* [Problem 1]:
Answer these questions about the passage on taxes and charitable gifts, using the text alone:
(a) Which case is cited as stating a principle consistent with the court's conclusion?
(b) Under which code were the testatrix's gifts to charities entirely exempt from taxation?
(c) At whose expense is it not reasonable to infer that she intended to enrich the noncharitable group?
* [Problem 2]: Please transcribe the passage on taxes and charitable gifts from "If the above" up to and including "and precise language.".

* [Document passage]:
◇ ◇ ◇ ◇ ◇

No convincing reason occurs to us why the same rule should not be followed as to taxes on charities where they take only a part of the residue. Moreover, this conclusion appears to be consistent with the principle stated in the case of United States v. Benedict, 338 U.S. 692, 70 S. Ct. 472, 94 L. Ed. 478. There the United States Supreme Court held that the purposes and intent of sec. 162 (a) of the Int. Rev. Code of 1939 53 Stat. 66 are that the beneficiaries of charitable legacies shall receive them full and free of tax.

If the above rules and principles are applied to the instant case, the testatrix is presumed to have known that under the Int. Rev. Code of 1939, as above stated, her gifts to charities were entirely exempt from such taxation. Therefore, if she had intended that the charities bear a proportion of the tax she could easily have so provided, and it is reasonable to infer that she would have expressed such a contrary intention in clear and precise language.

In the absence of such a statement we think she intended her dispositions to be subject to the payment of taxes only to the extent that those gifts ordinarily would be taxable under the federal income tax law. The consequences of a contrary construction suggest a result inconsistent with the nature of a gift to charity and the incidence of the existing income tax law. It seems unreasonable to suppose that, although the testatrix presumably knew her charitable gifts were thus exempt from taxes, she nevertheless would intend to burden such charitable gifts with part payment of the taxes on other gifts which were taxable. Nor is it reasonable to infer from the nature of her gifts that she intended to enrich the noncharitable group at the expense of the charitable group.

◇ ◇ ◇ ◇ ◇

[Referring expression grounding data]

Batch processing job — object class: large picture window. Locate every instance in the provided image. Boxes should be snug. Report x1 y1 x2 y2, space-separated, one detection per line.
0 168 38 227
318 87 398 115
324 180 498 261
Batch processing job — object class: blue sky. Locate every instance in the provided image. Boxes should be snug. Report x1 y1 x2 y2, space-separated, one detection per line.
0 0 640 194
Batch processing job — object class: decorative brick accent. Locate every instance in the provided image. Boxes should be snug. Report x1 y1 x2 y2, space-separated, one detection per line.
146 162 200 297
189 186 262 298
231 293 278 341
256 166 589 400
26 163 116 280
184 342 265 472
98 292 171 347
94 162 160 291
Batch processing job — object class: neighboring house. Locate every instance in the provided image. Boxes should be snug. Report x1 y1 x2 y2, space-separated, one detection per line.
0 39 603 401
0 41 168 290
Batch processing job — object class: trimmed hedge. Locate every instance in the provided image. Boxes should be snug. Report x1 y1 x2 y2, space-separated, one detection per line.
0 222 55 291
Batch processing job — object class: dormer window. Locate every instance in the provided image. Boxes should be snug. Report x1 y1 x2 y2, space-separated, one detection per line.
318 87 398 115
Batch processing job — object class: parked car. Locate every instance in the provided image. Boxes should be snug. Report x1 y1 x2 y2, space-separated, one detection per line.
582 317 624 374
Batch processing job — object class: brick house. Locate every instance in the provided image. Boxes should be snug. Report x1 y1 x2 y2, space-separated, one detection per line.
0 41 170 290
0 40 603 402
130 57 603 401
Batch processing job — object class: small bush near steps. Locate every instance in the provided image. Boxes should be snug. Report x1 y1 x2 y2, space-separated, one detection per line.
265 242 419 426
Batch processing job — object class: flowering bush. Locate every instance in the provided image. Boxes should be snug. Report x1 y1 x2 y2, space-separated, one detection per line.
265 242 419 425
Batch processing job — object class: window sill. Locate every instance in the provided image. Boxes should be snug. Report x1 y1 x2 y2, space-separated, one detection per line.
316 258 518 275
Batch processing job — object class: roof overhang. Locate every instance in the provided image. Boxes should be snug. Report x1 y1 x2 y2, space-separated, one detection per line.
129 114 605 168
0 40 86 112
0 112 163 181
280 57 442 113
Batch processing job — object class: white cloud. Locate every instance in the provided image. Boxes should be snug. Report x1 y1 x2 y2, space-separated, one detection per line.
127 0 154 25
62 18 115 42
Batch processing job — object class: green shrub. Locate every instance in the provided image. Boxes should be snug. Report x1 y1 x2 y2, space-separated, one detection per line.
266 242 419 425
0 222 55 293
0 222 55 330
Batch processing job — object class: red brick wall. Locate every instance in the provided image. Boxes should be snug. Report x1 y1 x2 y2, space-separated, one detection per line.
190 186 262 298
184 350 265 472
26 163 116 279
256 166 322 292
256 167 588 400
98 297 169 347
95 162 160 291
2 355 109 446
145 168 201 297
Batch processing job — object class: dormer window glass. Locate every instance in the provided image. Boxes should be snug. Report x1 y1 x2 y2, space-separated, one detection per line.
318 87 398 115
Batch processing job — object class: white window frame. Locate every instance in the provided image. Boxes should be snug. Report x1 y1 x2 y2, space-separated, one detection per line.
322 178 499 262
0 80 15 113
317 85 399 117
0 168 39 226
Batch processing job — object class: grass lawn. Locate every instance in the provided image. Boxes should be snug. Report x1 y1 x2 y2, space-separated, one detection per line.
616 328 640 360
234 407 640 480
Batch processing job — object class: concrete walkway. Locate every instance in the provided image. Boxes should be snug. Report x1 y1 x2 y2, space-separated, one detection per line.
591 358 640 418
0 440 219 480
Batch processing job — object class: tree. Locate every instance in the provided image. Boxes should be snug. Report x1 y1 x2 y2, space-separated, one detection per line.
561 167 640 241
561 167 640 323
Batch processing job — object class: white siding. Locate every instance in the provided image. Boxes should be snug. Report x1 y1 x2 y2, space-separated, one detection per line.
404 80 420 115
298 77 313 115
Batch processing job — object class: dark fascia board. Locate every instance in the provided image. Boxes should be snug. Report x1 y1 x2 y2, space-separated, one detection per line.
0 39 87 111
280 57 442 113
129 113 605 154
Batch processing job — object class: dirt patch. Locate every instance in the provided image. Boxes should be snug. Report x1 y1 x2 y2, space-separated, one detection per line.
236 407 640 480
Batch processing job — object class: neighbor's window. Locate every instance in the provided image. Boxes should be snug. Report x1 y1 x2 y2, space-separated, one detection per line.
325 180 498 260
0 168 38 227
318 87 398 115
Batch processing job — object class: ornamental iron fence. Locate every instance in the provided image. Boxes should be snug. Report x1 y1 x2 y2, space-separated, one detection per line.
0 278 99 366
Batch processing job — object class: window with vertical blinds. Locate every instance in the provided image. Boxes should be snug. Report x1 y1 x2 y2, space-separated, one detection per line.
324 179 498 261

◇ ◇ ◇ ◇ ◇

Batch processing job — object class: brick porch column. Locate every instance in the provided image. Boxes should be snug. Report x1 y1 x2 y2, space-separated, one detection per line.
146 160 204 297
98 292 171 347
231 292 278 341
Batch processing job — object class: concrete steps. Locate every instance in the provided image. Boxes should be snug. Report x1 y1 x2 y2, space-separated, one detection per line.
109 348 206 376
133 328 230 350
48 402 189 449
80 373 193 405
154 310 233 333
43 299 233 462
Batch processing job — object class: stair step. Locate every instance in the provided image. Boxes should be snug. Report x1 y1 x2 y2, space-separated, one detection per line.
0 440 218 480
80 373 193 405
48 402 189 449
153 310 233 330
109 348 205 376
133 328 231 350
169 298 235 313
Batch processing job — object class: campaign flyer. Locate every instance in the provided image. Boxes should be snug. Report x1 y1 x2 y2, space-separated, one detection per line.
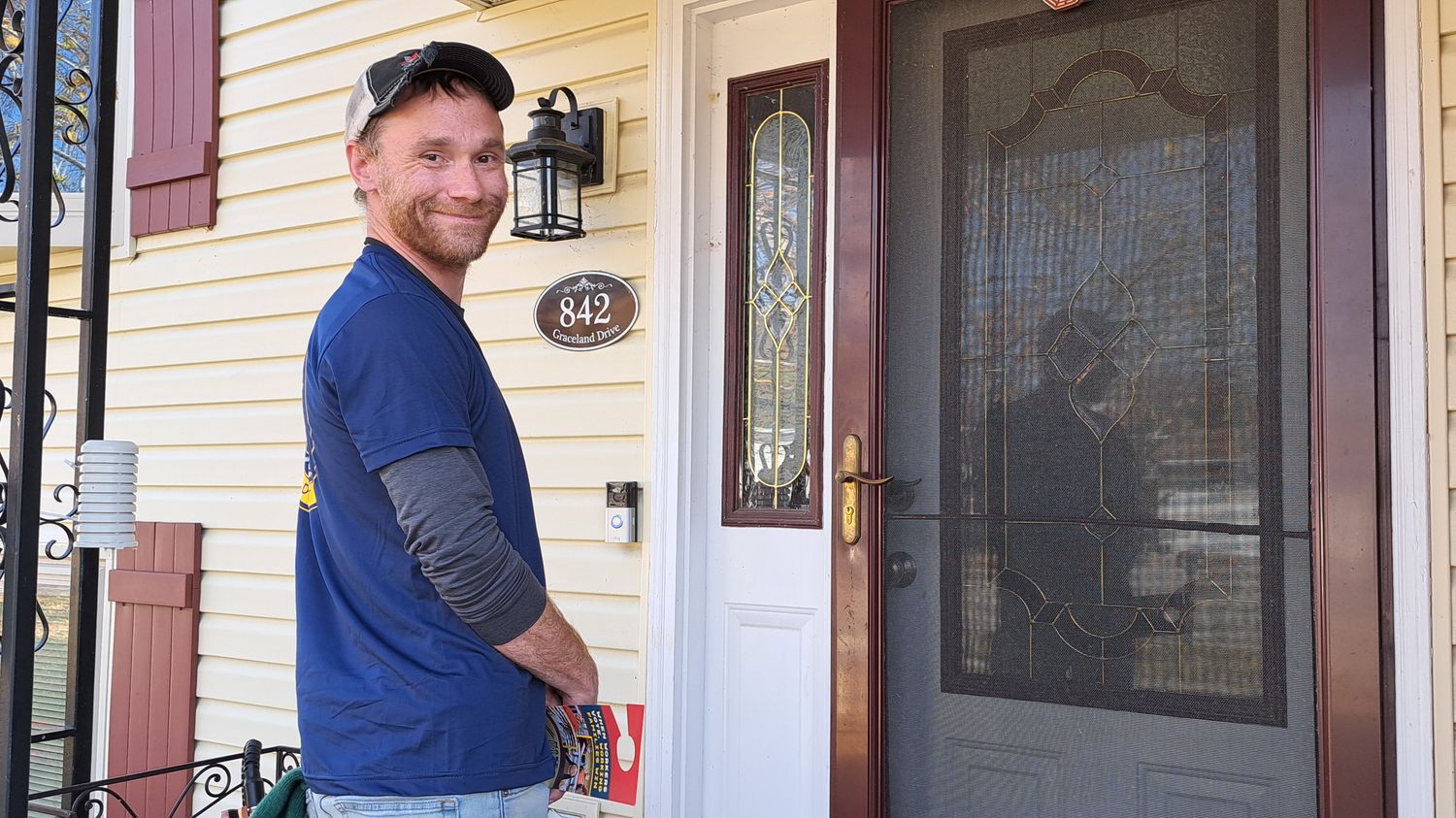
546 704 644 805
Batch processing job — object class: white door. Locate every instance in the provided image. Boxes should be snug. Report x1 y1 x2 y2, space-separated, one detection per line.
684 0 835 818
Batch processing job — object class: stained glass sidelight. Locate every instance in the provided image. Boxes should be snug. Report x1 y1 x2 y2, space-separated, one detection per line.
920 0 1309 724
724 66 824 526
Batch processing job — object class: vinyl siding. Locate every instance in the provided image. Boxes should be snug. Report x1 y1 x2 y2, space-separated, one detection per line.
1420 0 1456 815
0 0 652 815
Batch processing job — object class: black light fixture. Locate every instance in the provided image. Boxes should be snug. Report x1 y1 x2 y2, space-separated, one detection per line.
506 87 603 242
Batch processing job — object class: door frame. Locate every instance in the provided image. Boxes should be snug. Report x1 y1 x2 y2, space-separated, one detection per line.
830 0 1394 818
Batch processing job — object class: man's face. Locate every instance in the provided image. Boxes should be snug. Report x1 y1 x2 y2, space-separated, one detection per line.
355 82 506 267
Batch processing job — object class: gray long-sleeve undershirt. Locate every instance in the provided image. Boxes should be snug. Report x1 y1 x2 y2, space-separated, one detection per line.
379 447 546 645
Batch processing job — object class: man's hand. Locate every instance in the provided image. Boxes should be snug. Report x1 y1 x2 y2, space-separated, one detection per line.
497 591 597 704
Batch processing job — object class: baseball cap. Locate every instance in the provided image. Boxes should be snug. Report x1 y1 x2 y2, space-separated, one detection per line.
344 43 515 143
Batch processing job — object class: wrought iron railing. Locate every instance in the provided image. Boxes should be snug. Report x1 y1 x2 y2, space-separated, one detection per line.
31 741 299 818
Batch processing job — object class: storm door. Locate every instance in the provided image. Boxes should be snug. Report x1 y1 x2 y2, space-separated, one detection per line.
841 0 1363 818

◇ ◇ ◇ ◇ ◇

* [Worked solution 1]:
(a) United States v. Benedict, 338 U.S. 692, 70 S. Ct. 472, 94 L. Ed. 478
(b) The Int. Rev. Code of 1939
(c) The charitable group

* [Worked solution 2]:
If the above rules and principles are applied to the instant case, the testatrix is presumed to have known that under the Int. Rev. Code of 1939, as above stated, her gifts to charities were entirely exempt from such taxation. Therefore, if she had intended that the charities bear a proportion of the tax she could easily have so provided, and it is reasonable to infer that she would have expressed such a contrary intention in clear and precise language.